» **Exercise brief**
All of the material below is to be repeated exactly.
- - -
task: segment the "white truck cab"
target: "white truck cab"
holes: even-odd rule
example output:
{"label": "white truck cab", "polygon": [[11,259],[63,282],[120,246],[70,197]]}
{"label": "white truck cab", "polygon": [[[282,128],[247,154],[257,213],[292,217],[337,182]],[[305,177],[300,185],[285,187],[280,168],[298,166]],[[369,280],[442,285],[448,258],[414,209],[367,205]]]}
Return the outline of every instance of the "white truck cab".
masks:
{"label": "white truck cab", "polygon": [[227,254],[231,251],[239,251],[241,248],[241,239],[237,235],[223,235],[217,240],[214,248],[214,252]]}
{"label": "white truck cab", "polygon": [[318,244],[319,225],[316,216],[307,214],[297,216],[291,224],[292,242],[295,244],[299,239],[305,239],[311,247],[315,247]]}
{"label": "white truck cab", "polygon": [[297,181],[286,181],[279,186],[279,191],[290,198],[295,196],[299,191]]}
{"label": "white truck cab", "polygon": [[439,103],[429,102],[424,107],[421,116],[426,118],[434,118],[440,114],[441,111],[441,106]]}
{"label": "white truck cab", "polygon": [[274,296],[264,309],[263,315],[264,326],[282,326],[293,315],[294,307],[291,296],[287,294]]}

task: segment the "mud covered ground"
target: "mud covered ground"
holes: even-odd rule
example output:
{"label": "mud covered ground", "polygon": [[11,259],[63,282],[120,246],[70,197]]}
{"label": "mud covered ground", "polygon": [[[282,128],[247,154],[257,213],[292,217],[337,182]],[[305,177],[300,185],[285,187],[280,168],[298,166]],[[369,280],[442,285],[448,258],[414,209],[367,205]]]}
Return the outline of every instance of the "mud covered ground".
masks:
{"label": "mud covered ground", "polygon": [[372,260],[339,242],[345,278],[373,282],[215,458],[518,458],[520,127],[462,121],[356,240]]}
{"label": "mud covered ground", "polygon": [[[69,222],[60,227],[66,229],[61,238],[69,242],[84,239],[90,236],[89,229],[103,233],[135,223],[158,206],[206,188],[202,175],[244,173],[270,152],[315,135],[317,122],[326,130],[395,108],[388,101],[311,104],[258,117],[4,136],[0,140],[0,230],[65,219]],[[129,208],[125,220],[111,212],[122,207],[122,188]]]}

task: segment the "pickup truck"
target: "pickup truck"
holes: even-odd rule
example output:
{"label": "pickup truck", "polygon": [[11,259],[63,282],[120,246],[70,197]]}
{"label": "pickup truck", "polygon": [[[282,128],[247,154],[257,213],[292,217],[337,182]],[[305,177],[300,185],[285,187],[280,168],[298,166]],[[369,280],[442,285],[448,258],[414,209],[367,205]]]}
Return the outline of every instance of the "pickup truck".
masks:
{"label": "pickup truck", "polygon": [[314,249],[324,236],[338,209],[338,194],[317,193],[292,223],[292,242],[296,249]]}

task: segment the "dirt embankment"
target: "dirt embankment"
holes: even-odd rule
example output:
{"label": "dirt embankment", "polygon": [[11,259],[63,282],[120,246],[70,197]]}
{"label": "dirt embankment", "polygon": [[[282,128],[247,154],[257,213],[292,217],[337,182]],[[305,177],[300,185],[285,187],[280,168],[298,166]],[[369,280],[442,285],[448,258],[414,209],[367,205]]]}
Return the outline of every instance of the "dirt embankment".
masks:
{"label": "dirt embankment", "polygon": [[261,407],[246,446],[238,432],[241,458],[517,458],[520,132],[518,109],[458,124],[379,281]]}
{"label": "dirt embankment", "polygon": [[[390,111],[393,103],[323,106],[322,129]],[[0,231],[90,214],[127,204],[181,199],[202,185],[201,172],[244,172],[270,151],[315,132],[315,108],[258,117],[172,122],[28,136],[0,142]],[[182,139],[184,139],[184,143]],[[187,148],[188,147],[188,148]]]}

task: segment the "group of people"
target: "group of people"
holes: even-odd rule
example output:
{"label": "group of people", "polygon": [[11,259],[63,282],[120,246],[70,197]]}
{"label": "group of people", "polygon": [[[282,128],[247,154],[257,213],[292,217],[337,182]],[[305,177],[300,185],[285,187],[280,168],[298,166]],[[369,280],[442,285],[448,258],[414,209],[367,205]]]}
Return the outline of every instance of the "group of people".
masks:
- - -
» **Written answer**
task: segment the "white truck cab"
target: "white truck cab"
holes: even-odd rule
example output:
{"label": "white truck cab", "polygon": [[11,259],[63,282],[120,246],[70,197]]}
{"label": "white truck cab", "polygon": [[[282,128],[247,154],[257,213],[292,217],[337,182]],[[305,177],[300,185],[285,187],[280,168],[298,166]],[[369,280],[442,285],[448,258],[414,209],[367,205]]]}
Return the outline of every instance of the "white truck cab".
masks:
{"label": "white truck cab", "polygon": [[227,254],[231,251],[239,251],[241,248],[241,239],[237,235],[223,235],[217,240],[214,248],[214,252]]}
{"label": "white truck cab", "polygon": [[318,244],[319,225],[316,216],[307,214],[297,216],[291,224],[292,242],[295,244],[299,239],[305,239],[311,247],[315,247]]}
{"label": "white truck cab", "polygon": [[297,181],[286,181],[279,186],[279,191],[290,198],[295,196],[299,191]]}
{"label": "white truck cab", "polygon": [[439,103],[429,102],[424,107],[421,116],[426,118],[434,118],[440,114],[441,111],[441,106]]}
{"label": "white truck cab", "polygon": [[274,296],[264,309],[263,315],[264,326],[282,326],[293,315],[294,307],[291,296],[287,294]]}

task: segment the "mud covered ground"
target: "mud covered ground"
holes: even-odd rule
example output:
{"label": "mud covered ground", "polygon": [[11,259],[63,282],[120,246],[70,197]]}
{"label": "mud covered ground", "polygon": [[[282,128],[247,154],[257,213],[292,217],[337,182]],[[305,177],[300,185],[285,187],[280,168],[298,166]],[[369,280],[442,285],[448,258],[414,209],[367,205]]]}
Return the outline of every instance of the "mud covered ground".
masks:
{"label": "mud covered ground", "polygon": [[372,260],[339,242],[345,278],[373,282],[215,458],[518,458],[520,127],[462,121],[356,240]]}
{"label": "mud covered ground", "polygon": [[[69,222],[60,227],[66,229],[61,238],[69,242],[84,239],[90,236],[89,229],[103,233],[135,223],[158,206],[206,188],[202,175],[244,173],[270,152],[315,135],[317,122],[326,130],[395,108],[388,101],[311,104],[258,117],[4,136],[0,140],[0,230],[65,219]],[[129,208],[125,220],[111,212],[122,207],[122,188]]]}

task: segment the "pickup truck"
target: "pickup truck"
holes: even-odd rule
example output:
{"label": "pickup truck", "polygon": [[11,259],[63,282],[120,246],[70,197]]}
{"label": "pickup truck", "polygon": [[[282,128],[247,154],[257,213],[292,217],[337,182]],[[305,177],[300,185],[285,187],[280,168],[298,166]],[[369,280],[442,285],[448,258],[414,209],[367,205]]]}
Return the outline of every instance of the "pickup truck".
masks:
{"label": "pickup truck", "polygon": [[314,249],[324,236],[338,209],[338,194],[317,193],[292,223],[292,242],[296,249]]}

task: segment the "dirt embankment"
target: "dirt embankment"
holes: even-odd rule
example output:
{"label": "dirt embankment", "polygon": [[11,259],[63,282],[120,246],[70,197]]}
{"label": "dirt embankment", "polygon": [[[282,128],[247,154],[257,213],[292,217],[337,182]],[[305,177],[300,185],[285,187],[280,168],[298,166]],[[369,280],[442,285],[448,258],[414,209],[367,205]]]}
Return the outline of every instance of the "dirt embankment".
masks:
{"label": "dirt embankment", "polygon": [[261,407],[246,446],[238,432],[241,458],[517,458],[520,132],[518,109],[458,124],[379,281]]}
{"label": "dirt embankment", "polygon": [[[390,111],[393,103],[323,106],[322,129]],[[0,231],[90,214],[127,204],[181,199],[202,185],[201,172],[244,172],[270,151],[315,132],[315,108],[258,117],[172,122],[28,136],[0,142]],[[182,139],[184,139],[184,143]],[[187,148],[188,147],[188,148]]]}

task: segment the "group of people"
target: "group of people"
holes: even-odd rule
example output:
{"label": "group of people", "polygon": [[11,259],[63,282],[120,246],[70,197]]}
{"label": "group of people", "polygon": [[[282,128],[247,154],[257,213],[292,217],[337,182]],[[305,177],[300,185],[285,187],[280,168],[298,166]],[[369,280],[442,285],[448,258],[414,209],[367,205]]]}
Return the outline of every instance of the "group of people".
masks:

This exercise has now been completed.